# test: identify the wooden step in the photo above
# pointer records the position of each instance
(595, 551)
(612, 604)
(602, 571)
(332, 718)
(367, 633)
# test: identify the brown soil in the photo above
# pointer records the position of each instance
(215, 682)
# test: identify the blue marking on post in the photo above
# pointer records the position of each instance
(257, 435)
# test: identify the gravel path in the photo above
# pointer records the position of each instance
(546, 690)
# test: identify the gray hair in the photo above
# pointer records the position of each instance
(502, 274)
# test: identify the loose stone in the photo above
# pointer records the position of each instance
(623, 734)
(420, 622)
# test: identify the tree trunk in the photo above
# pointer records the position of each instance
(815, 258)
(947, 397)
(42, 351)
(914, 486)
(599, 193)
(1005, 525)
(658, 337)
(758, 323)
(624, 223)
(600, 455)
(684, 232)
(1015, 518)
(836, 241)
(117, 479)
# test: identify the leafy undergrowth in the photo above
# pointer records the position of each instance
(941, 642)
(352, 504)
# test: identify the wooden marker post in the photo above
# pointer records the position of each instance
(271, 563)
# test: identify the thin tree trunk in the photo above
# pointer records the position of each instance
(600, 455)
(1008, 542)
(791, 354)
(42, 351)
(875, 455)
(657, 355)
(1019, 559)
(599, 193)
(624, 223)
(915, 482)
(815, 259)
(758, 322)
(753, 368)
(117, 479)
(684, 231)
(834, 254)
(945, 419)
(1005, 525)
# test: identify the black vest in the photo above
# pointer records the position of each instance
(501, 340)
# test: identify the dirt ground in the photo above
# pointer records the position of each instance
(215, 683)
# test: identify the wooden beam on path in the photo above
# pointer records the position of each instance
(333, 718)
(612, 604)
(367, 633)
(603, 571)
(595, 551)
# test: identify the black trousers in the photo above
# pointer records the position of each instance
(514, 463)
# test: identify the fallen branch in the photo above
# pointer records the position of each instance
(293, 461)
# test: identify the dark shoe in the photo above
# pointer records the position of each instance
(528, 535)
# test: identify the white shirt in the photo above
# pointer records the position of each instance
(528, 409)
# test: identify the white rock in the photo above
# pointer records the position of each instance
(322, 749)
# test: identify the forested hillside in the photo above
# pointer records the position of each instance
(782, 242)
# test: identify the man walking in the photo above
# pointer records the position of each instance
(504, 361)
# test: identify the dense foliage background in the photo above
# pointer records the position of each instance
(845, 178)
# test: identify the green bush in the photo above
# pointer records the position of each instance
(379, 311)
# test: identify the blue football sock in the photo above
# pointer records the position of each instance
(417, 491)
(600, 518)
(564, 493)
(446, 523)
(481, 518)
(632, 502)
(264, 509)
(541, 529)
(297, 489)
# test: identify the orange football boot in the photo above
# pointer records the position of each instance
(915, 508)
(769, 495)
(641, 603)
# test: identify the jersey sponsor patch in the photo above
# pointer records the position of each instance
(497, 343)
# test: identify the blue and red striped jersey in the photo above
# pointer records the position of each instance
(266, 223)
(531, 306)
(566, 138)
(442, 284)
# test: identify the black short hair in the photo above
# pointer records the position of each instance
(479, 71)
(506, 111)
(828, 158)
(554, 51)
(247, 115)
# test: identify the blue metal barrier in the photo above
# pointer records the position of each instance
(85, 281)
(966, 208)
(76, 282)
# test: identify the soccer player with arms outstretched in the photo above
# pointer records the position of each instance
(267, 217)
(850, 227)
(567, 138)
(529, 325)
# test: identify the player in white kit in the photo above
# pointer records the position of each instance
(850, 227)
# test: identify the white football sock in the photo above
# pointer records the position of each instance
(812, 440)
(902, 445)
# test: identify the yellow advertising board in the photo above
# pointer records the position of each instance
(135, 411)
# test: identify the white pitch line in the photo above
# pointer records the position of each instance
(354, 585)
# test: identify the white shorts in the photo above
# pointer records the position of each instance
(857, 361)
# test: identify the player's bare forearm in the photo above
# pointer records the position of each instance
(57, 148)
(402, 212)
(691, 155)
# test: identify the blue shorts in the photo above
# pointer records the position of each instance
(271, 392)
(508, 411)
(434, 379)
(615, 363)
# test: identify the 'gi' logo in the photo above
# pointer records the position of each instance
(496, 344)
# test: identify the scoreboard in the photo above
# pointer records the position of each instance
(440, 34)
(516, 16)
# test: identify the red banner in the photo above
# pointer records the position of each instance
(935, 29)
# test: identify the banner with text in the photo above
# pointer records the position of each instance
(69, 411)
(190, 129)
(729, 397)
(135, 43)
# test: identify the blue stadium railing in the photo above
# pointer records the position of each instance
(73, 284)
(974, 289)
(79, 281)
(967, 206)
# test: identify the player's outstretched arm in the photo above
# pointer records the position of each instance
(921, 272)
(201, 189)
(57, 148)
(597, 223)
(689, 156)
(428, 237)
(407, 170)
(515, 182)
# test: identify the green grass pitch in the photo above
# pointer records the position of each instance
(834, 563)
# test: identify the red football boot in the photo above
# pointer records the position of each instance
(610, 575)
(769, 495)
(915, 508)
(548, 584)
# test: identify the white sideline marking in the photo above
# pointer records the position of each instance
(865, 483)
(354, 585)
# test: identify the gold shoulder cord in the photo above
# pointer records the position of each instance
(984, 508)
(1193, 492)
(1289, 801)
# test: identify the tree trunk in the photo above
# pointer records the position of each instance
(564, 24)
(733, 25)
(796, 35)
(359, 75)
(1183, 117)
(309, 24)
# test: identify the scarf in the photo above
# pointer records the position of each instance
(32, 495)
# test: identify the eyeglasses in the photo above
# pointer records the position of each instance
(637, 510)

····················

WORK TO COMPLETE:
Please filter the listing down to lines that include the word "player".

RESPONSE TO THE EXERCISE:
# test: identify the soccer player with arms outstretched in the photo above
# test: identify the player in white kit in the photo above
# test: identify the player's bare forearm in the photo above
# test: identify the player's outstretched arm in the photo above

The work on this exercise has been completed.